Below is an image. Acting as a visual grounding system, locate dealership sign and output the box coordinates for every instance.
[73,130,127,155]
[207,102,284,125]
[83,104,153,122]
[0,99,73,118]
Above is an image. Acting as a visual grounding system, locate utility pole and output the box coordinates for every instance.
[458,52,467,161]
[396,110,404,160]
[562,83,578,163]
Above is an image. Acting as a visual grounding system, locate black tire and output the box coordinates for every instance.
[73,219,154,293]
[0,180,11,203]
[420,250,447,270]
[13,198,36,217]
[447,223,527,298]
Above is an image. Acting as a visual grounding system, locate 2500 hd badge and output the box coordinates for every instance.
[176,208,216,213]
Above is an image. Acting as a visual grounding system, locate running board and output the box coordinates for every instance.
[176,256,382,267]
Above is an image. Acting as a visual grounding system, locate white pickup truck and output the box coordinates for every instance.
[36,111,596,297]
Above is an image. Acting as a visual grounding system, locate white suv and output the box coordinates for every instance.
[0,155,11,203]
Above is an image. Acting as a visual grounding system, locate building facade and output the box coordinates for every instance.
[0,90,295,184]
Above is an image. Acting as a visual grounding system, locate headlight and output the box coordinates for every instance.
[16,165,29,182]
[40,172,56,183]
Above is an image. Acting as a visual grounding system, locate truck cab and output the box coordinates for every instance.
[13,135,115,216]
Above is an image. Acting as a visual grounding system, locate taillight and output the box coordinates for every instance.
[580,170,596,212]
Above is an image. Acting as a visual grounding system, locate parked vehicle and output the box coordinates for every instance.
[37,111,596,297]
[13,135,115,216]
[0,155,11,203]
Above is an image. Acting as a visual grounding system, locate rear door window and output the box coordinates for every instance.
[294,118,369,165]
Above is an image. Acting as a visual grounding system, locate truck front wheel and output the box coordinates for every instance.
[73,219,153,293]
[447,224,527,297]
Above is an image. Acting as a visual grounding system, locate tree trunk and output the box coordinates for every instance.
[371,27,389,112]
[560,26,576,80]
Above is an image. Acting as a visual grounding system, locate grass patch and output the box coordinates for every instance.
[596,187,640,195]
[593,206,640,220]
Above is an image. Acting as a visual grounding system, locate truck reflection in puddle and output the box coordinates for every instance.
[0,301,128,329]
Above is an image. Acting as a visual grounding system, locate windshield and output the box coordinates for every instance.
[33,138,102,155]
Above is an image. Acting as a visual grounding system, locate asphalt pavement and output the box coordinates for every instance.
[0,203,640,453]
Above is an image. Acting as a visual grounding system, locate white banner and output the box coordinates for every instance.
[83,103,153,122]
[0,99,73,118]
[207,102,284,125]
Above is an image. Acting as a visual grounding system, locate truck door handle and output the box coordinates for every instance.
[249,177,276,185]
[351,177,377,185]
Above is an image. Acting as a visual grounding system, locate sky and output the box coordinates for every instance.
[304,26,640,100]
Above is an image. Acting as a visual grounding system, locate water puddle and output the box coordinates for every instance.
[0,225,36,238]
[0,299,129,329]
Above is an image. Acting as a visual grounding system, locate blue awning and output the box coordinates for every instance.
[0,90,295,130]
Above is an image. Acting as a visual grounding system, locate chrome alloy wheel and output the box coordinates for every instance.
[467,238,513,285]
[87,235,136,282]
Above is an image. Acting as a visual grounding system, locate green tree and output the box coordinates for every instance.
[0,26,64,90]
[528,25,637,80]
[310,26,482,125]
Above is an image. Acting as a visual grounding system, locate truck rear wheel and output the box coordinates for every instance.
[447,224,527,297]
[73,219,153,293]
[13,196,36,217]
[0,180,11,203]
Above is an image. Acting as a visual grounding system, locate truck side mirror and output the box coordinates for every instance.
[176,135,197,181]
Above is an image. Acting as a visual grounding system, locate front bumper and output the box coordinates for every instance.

————————

Work to be completed | Render the material as a JSON list of strings, one per line with blank lines omitted, beginning at the line that contains "locate truck reflection" and ending after the line that contains "[0,301,128,329]".

Result for this task |
[
  "Above is an image. Acting as a visual grounding system, locate truck reflection in puddle and output the box coordinates for every instance.",
  "[0,301,128,329]"
]